**Work to be completed:** Line by line, set down the records exactly as they appear below.

**Records for the exercise:**
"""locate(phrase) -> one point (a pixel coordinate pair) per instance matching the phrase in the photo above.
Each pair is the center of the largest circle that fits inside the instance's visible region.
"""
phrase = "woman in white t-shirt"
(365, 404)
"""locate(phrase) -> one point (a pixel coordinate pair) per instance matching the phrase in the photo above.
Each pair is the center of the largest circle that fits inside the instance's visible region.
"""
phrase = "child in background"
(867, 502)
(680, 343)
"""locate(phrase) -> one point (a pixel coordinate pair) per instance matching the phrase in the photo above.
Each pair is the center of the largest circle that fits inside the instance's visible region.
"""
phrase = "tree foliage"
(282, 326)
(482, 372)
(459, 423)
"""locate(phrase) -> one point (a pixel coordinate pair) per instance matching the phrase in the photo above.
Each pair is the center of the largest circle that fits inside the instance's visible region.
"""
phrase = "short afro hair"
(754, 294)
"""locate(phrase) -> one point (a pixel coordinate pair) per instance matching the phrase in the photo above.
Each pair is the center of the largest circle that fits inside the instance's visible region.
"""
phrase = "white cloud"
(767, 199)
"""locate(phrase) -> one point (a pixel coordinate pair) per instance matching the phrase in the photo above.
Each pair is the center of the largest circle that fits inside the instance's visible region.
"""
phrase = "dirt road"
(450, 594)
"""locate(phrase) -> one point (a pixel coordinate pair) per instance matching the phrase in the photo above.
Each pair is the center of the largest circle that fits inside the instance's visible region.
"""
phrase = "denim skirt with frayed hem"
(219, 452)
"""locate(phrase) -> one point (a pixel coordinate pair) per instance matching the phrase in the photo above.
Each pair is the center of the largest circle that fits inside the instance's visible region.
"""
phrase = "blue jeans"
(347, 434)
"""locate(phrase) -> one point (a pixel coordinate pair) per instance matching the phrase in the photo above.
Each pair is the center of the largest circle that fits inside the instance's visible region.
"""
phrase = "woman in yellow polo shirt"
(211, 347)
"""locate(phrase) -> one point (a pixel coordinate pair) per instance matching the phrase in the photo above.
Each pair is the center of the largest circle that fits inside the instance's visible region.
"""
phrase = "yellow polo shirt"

**Written answer:**
"""locate(phrase) -> one point (a pixel coordinate pair) per instance matching the phrase in the photo above.
Each pair is the center of the largest circle that fits inside the instance's visible region.
"""
phrase = "woman in white t-shirt"
(365, 404)
"""locate(phrase) -> one point (a pixel coordinate pair) per instance matching the phrase in the photo above.
Each pair is the center of the largest circle that fits inside the instance's visible region.
"""
phrase = "child in background"
(867, 502)
(680, 343)
"""locate(phrase) -> one point (a pixel coordinate pair) per instance matching the phrase in the photo above.
Each pair is the center of the largest circle that fits inside the instance's visible region.
"""
phrase = "tree foliage"
(282, 326)
(482, 372)
(459, 423)
"""locate(phrase) -> one point (a pixel coordinate pair) per instance matching the phrase in the photo above.
Each pair is the center of the largest circle that fits inside the instance's visible region.
"""
phrase = "short afro hair"
(754, 294)
"""locate(phrase) -> one point (a pixel coordinate pair) per instance matching the phrase in the photo above.
Each pair is the center of the largest circle that fits inside the instance's visible region.
"""
phrase = "white cloud"
(767, 199)
"""locate(phrase) -> one point (a pixel coordinate pair) per instance matching the phrase in the photo above.
Each pair is the center of the largest circle that fits inside the instance's visible region.
"""
phrase = "dirt road"
(450, 594)
"""locate(phrase) -> one point (a pixel coordinate pair) per instance matching the phrase in the photo above.
Each pair is the center of the largest circle that fits inside the instance's visible region.
"""
phrase = "denim skirt with frayed hem"
(219, 452)
"""locate(phrase) -> one point (a pixel coordinate pair) per instance matching the phrase in the photo above.
Each pair is the center of the largest circle that fits inside the instance's visible region.
"""
phrase = "blue jeans"
(347, 434)
"""locate(phrase) -> one point (a pixel coordinate pair) per instance matching the phrase in the photo above.
Each pair is the center of the largest circle that fits inside the instance's visible region.
"""
phrase = "woman in yellow polo shirt"
(211, 347)
"""locate(phrase) -> one point (a pixel coordinate pair) per instance matching the phrase in the photo above.
Each pair is the center of the largest circle that fits inside the instance's visible region.
"""
phrase = "yellow polo shirt"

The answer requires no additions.